[Records]

---

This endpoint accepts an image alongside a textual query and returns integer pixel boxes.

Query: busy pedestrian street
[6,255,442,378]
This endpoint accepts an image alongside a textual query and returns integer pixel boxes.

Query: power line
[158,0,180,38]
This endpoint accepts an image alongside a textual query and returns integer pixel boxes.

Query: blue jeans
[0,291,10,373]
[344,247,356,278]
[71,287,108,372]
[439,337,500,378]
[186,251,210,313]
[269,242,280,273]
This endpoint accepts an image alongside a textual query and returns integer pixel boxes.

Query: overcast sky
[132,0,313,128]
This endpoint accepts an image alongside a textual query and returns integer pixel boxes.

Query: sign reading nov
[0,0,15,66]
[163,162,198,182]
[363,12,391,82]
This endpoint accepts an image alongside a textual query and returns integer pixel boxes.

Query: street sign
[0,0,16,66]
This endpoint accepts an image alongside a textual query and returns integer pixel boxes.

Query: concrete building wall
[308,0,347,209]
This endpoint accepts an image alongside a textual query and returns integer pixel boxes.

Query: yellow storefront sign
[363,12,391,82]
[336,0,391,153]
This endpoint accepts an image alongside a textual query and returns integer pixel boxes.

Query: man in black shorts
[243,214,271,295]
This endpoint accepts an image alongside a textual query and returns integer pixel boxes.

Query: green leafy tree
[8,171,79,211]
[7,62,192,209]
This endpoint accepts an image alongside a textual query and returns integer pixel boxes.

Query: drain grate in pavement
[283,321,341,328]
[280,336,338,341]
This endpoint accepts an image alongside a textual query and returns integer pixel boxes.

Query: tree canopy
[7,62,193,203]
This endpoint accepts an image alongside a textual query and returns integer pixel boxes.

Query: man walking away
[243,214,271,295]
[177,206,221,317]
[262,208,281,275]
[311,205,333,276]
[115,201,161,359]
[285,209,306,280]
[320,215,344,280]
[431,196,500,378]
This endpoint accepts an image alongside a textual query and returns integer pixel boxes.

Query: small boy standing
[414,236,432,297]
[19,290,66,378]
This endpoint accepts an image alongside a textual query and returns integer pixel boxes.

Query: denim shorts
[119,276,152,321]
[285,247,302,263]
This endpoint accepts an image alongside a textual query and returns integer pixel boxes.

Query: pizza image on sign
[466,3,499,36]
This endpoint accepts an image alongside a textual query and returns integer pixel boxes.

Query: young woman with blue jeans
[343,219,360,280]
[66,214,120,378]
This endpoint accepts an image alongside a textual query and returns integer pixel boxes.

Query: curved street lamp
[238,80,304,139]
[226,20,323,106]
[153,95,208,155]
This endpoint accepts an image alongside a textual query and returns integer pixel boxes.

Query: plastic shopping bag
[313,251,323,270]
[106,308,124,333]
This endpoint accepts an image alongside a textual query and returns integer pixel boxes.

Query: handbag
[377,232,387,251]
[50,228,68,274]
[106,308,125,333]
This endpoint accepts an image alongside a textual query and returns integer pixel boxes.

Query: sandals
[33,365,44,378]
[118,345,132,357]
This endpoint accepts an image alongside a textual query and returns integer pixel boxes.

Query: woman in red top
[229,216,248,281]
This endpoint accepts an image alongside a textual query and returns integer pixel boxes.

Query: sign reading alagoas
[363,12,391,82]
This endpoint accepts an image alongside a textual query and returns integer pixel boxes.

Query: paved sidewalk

---

* _What to produce_: Copy the rows above, from the first one through the line containing "[0,0,16,66]", both included, leaving all other lines unchanged and increasing every bounding-box coordinate by 87.

* _Task response_:
This endpoint accepts an image alongside a textual query and returns integer pixel boxes.

Query: busy pedestrian street
[93,342,529,465]
This endpoint accepts an image alongside a textual query and returns integer pixel boxes.

Query: power line
[245,87,267,125]
This endpoint accepts an image alongside a textual query and returns integer pixel boxes.

Query: blue jeans
[87,378,97,460]
[431,334,443,365]
[158,374,195,459]
[526,424,587,465]
[273,338,297,400]
[356,329,367,360]
This endpoint accepts an image alongside a textual query and returns integer pixel boxes.

Query: overcast sky
[219,87,400,215]
This endpoint accepts an image alongside a textual query and returns integer pixel boxes.

Query: sign reading nov
[87,87,102,153]
[250,249,285,269]
[450,99,478,169]
This endpoint accepts an image alongside a textual query and returns integer pixel boxes.

Query: street sign
[87,87,103,153]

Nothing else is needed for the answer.